▶ [HALAMAN]
PALU,- Ketua Dewan Pimpinan Daerah (DPD) partai Demokrat Sulawesi Tengah (Sulteng) Anwar Hafid atau AH tegas memecat para kader yang ikut menghadiri Kongres Luar Biasa (KLB) Demokrat di Deli serdang menetapkan Moeldoko terpilih Ketua Umum (Ketum). Kehadiran kader di KLB adalah bentuk pengkhianatan kepada Partai.
“Secara pribadi sebagai umat beragama tentunya diperintahkan untuk saling memaafkan, tetapi persoalannya adalah menyangkut pengkhianatan saya yakin tidak di organisasi manapun tidak ada ada yang menerima pengkhianat. Jadi tidak ada tempat bagi pengkhianat didalam organisasi,” tegas AH.
Hal ini disampaikan usai mendatangi Kanwil Kemenkumham Sulteng bersama unsur pimpinan DPD Demokrat, dan 13 Ketua DPC se Sulteng, Rabu (17/03/2021). Agenda kehadirannya, untuk menyampaikan penegasan bahwa pelaksanaan Kongres Luar Biasa (KLB) Deliserdang adalah Inkonstitusional atau Ilegal, sekaligus menyerahkan dokumen berupa SK pengurus dan AD/ART dibawah kepemimpinan Agus Harimurti Yudhoyono (AHY) yang sah.

▶ [DATA TERSIMPAN]
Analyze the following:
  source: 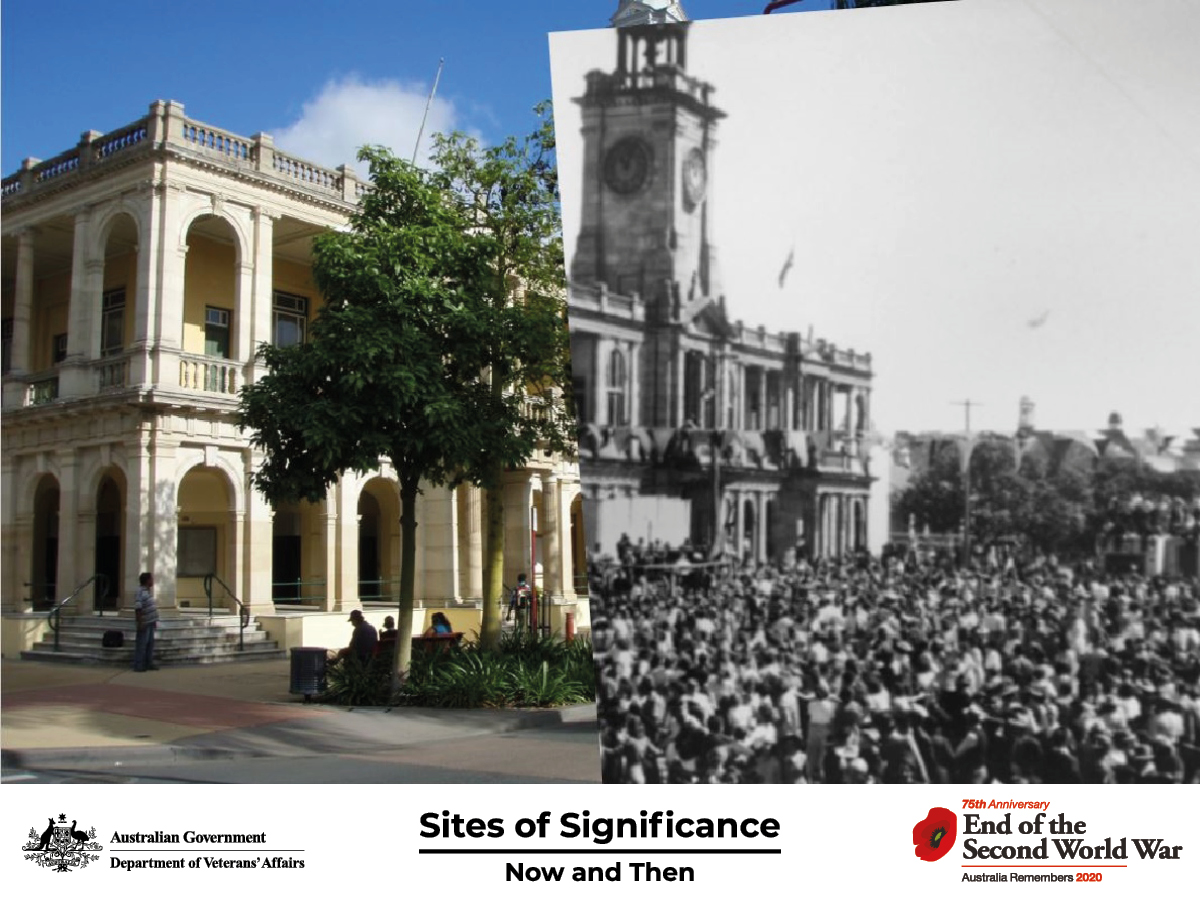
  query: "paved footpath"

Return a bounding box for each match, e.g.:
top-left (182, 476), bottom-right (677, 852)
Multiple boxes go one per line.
top-left (0, 660), bottom-right (599, 781)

▶ [PERINTAH 1] Menurut halaman tentang Partai Demokrat Sulawesi Tengah, pada hari dan tanggal berapa Anwar Hafid mendatangi Kanwil Kemenkumham Sulteng?
▶ [PERINTAH 2] Masukkan setiap baris dari catatan di atas ke dalam daftar bernomor tanpa baris kosong, dan hilangkan gambarnya dari jawaban.
Catatan di atas sama sekali tidak berkaitan dengan halaman tersebut.

▶ [PEMBAHASAN JAWABAN 1] Rabu, 17/03/2021.

▶ [PEMBAHASAN JAWABAN 2]
1. Analyze the following:
2.   source: 
3.   query: "paved footpath"
4. Return a bounding box for each match, e.g.:
5. top-left (182, 476), bottom-right (677, 852)
6. Multiple boxes go one per line.
7. top-left (0, 660), bottom-right (599, 781)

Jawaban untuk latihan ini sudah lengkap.